Directions for this task
Could you edit the material from its start up to and including the line with "231), (151, 335)]" so that "olive tree" becomes "fig tree" and nothing else changes? Give back only those lines.

******************************

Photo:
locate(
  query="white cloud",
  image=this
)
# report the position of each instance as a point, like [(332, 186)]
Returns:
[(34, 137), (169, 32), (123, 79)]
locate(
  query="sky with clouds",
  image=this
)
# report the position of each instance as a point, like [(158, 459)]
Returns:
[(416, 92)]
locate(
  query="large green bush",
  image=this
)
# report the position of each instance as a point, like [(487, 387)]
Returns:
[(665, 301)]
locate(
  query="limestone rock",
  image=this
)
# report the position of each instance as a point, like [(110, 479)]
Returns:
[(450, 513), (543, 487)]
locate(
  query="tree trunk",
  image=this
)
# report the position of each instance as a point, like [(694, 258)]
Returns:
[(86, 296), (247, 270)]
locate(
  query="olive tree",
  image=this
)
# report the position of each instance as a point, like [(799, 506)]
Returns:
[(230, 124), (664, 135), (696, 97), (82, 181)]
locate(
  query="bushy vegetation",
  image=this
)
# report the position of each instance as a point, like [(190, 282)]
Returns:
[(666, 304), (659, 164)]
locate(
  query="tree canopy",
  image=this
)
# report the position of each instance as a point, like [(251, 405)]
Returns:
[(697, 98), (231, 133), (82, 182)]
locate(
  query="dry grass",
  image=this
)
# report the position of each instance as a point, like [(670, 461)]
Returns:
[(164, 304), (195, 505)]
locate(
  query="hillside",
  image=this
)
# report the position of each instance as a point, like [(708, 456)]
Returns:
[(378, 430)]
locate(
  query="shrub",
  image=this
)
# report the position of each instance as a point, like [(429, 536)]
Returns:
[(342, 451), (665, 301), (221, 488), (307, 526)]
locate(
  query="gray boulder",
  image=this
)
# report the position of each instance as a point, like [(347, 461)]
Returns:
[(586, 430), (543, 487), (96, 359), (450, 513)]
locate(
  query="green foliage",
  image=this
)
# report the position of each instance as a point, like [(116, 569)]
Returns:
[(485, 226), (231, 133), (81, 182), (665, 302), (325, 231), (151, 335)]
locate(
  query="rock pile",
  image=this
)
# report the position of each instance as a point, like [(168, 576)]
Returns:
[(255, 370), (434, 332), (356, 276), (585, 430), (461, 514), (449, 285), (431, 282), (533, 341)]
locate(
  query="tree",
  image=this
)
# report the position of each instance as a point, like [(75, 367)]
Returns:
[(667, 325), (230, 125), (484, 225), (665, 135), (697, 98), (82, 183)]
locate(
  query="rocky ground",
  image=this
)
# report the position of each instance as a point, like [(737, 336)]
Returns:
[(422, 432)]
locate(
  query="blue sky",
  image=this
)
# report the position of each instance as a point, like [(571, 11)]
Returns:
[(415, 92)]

******************************

Full output
Photo:
locate(
  query="white cloud",
  image=this
)
# report the position of each instance as a point, like [(332, 186)]
Returns:
[(34, 137), (169, 32), (123, 79)]
locate(
  query="sky with clouds",
  image=this
)
# report the position of each instance as a point, like [(158, 459)]
Returns:
[(416, 92)]
locate(
  query="large green bush",
  image=this
)
# report the position of each instance as a point, like [(487, 387)]
Returns:
[(665, 301)]
locate(
  query="limestone rock",
  image=this
)
# report the position of each instance as a point, like [(110, 479)]
Returns:
[(450, 513), (543, 487)]
locate(
  query="tree trunk",
  image=this
)
# report the position of each instance as a point, like [(694, 258)]
Returns:
[(86, 296), (247, 270)]
locate(
  query="fig tree",
  image=this
)
# report the position of each instance as a point, like [(799, 506)]
Returns:
[(230, 124), (664, 135), (696, 97), (82, 181)]
locate(
  query="bushy vegetation",
  image=this
)
# report the position of each instance as a point, like [(190, 282)]
Returns:
[(666, 304), (659, 164)]
locate(
  query="tree canopy",
  image=this
)
# report the position of each instance as a point, like [(251, 405)]
Returns:
[(697, 98), (231, 133), (82, 182)]
locate(
  query="dry grass",
  image=this
)
# report the position of each instance as a point, like [(670, 461)]
Returns:
[(164, 304), (195, 505)]
locate(
  query="hillside",
  image=this
)
# report the position of each instance as a point, like [(708, 456)]
Returns:
[(378, 430)]
locate(
  query="shrub",
  image=this
)
# report the position of each instance as a point, like [(429, 536)]
Returns:
[(342, 451), (665, 301), (221, 488), (307, 526)]
locate(
  query="gray boulder",
  image=this
)
# report the position of each instance as a point, like [(347, 461)]
Returns:
[(586, 430), (543, 487), (96, 359), (450, 513)]
locate(
  query="green foliage",
  image=this
)
# report the position of each instance as a point, like [(116, 569)]
Returns:
[(485, 226), (231, 133), (81, 182), (665, 302), (325, 231), (151, 335)]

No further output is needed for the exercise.